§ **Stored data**
*-*-*

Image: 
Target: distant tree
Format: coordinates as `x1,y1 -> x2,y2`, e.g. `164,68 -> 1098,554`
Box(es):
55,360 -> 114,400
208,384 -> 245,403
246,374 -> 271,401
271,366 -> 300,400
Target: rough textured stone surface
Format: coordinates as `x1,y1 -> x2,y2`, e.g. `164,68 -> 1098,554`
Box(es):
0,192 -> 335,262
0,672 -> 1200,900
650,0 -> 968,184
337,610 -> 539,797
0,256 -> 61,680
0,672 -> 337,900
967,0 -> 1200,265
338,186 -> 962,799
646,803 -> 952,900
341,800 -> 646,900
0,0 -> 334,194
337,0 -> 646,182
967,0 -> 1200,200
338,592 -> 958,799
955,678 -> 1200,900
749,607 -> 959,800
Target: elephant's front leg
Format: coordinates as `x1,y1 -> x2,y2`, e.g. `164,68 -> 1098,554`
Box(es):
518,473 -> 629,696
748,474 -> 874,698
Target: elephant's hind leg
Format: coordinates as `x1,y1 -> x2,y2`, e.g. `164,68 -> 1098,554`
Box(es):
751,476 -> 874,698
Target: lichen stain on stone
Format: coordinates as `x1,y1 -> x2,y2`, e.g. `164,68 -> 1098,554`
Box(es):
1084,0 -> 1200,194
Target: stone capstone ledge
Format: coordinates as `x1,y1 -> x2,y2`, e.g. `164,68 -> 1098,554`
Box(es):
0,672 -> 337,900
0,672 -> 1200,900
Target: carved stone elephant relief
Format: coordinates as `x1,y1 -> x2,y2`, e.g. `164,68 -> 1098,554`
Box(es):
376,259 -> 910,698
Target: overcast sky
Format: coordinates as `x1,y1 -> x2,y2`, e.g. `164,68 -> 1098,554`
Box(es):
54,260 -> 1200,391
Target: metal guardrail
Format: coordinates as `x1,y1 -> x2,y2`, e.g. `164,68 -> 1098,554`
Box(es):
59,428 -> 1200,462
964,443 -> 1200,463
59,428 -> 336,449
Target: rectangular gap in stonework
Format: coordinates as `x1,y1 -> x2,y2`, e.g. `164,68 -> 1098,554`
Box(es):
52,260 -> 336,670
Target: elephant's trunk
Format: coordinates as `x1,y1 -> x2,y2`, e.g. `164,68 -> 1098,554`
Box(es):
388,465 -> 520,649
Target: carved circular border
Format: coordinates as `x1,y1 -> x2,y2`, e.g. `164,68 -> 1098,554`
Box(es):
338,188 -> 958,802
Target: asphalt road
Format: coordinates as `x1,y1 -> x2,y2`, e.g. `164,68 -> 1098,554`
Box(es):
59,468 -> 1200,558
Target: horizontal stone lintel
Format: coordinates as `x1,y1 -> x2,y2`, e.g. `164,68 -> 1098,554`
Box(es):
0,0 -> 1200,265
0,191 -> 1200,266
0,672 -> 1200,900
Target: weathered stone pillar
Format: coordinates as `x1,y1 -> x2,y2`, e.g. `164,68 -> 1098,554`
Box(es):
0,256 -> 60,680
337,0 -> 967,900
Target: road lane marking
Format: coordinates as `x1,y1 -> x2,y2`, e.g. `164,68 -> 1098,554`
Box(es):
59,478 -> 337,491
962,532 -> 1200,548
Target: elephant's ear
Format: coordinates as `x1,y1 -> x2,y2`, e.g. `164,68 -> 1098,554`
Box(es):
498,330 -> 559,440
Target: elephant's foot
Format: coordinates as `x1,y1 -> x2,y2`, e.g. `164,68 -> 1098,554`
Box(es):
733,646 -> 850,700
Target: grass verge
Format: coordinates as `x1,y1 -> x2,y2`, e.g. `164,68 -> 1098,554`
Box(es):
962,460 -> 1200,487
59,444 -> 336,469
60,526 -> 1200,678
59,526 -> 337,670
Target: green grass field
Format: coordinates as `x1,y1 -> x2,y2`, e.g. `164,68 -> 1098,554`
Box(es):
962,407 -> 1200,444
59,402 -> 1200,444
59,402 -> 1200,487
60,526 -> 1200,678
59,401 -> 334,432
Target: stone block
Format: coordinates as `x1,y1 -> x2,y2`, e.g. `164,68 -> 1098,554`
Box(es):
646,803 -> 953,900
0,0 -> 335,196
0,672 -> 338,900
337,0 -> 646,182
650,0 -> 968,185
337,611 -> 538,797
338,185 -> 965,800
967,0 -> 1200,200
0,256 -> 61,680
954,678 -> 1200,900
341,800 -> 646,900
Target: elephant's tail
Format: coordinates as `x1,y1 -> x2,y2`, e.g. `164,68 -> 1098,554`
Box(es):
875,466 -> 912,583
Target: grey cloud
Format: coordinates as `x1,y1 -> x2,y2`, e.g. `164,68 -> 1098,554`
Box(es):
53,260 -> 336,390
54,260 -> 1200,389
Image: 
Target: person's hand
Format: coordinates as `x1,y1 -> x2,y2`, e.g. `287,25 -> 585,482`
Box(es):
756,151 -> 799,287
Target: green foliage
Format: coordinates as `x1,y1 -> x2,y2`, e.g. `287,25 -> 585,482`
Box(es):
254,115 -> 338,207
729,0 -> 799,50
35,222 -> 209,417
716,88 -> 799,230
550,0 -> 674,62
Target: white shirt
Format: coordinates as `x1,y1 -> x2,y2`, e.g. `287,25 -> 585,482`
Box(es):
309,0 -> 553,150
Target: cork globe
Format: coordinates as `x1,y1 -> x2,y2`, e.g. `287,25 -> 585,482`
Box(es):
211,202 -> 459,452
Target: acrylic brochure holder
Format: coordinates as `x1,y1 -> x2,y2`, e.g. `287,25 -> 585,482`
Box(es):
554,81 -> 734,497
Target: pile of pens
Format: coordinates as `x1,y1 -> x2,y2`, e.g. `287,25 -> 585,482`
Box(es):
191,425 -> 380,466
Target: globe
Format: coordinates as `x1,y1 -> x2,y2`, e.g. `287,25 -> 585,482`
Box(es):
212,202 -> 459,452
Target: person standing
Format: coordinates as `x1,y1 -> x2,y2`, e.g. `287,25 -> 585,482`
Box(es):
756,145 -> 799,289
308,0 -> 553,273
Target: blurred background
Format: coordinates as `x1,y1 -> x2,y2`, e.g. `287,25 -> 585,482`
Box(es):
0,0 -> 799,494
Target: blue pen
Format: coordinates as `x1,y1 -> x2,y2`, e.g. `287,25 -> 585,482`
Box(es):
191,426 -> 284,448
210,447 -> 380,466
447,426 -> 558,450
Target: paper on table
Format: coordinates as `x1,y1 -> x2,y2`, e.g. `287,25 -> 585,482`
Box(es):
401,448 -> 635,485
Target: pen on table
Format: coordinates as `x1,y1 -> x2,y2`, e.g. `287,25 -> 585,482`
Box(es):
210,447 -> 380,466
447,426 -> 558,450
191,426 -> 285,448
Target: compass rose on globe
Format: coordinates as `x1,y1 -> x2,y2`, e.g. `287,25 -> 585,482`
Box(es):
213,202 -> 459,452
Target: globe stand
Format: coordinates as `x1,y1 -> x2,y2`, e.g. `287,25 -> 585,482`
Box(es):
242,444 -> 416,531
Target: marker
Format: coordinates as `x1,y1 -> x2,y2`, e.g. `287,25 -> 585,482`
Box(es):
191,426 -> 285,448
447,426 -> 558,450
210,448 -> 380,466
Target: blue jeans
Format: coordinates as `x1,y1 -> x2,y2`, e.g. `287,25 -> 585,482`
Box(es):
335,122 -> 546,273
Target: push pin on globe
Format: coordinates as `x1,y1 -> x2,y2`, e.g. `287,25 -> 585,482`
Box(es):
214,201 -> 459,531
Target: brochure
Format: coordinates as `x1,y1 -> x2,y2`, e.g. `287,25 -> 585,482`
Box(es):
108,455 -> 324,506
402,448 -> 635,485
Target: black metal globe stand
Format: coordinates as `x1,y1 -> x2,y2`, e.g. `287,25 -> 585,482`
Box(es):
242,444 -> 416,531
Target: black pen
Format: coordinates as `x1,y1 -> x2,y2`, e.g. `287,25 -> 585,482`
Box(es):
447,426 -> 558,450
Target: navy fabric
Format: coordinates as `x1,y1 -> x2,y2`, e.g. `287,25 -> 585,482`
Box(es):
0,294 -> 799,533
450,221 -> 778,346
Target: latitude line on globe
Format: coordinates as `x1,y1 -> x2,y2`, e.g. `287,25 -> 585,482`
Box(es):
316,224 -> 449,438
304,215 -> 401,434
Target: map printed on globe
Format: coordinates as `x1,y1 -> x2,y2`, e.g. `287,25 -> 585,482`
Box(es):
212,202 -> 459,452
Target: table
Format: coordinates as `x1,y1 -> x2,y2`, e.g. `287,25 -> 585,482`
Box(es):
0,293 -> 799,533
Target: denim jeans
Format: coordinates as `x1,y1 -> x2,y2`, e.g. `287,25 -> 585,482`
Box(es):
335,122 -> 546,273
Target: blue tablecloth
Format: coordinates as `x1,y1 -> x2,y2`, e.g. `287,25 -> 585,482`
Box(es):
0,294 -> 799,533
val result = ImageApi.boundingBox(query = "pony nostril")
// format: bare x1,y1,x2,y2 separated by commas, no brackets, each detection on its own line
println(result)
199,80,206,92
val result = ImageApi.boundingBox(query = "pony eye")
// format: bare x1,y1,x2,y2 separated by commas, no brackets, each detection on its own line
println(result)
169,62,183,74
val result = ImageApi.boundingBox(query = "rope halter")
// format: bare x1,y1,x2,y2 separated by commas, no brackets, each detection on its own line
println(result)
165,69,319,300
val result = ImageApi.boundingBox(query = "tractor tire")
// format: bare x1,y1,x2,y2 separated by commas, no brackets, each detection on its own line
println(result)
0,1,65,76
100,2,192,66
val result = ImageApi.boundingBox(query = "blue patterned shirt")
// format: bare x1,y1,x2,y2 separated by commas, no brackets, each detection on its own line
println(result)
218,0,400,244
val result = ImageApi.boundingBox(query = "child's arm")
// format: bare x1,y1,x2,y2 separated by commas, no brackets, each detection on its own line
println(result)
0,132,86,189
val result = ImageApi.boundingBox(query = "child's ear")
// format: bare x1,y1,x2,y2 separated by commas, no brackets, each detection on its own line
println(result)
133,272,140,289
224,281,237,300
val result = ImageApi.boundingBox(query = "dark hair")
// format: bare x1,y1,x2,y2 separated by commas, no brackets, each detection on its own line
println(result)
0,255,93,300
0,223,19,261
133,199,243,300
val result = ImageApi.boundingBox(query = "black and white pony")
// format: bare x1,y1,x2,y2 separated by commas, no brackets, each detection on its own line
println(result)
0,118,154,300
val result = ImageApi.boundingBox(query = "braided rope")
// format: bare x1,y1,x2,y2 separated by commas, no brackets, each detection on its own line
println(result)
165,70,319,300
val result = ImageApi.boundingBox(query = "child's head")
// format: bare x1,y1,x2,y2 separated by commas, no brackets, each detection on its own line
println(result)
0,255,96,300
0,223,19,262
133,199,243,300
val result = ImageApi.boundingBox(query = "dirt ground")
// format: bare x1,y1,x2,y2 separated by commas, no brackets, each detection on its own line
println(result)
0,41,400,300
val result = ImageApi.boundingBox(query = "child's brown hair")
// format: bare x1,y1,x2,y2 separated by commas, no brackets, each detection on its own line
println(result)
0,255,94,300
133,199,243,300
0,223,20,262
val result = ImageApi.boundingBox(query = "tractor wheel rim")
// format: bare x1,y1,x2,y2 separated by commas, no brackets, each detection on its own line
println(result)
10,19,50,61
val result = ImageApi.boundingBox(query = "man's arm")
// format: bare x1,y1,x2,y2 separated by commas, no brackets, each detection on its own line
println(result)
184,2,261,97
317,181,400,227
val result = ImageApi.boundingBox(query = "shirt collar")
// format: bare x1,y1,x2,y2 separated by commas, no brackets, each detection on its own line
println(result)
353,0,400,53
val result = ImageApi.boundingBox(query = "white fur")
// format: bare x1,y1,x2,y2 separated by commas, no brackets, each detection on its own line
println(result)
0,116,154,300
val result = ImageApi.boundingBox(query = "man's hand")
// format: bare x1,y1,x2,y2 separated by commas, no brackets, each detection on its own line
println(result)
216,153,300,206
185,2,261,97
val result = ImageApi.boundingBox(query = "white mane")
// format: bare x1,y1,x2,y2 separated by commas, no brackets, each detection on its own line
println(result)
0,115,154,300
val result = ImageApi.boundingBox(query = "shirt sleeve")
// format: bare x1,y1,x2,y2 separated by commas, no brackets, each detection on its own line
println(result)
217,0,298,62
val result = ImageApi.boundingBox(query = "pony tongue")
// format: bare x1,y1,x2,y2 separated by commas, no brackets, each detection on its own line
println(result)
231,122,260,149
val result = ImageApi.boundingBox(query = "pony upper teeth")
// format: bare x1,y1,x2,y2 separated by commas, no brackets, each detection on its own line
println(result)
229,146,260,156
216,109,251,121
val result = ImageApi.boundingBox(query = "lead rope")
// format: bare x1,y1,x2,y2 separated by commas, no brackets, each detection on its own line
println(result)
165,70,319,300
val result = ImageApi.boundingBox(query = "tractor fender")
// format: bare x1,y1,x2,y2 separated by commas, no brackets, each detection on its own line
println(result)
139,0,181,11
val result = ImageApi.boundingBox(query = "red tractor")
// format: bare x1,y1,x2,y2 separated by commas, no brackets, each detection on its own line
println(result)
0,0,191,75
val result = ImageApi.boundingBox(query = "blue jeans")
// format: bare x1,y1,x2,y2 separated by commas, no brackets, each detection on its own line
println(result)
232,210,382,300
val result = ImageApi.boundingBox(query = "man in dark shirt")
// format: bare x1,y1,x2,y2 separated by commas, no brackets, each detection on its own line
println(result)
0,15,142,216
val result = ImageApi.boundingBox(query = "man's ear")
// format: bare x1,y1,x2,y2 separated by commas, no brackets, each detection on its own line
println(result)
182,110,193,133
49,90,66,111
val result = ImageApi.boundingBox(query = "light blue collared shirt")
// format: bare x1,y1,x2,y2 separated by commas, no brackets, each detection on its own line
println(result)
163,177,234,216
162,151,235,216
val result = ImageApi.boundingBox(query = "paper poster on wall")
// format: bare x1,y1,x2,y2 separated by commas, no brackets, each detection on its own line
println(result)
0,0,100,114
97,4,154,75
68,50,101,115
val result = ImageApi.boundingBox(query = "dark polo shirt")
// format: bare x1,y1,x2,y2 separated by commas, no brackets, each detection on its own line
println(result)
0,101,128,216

*-*-*

§ **Problem details**
In the stored data, change "paper on table" to "sheet of paper on table" throughout the stretch from the line containing "Target: blue pen" through the line containing "401,448 -> 635,485". Give back only those lines, with everything else left as it is.

§ **Complete response**
Target: blue pen
Format: coordinates as `x1,y1 -> x2,y2`, e.g. `287,25 -> 585,482`
Box(es):
191,426 -> 284,448
210,447 -> 380,466
447,426 -> 558,450
Target: sheet of paper on table
Format: coordinates as `x1,y1 -> x2,y2`, e.g. `287,25 -> 585,482`
Box(es):
401,448 -> 635,485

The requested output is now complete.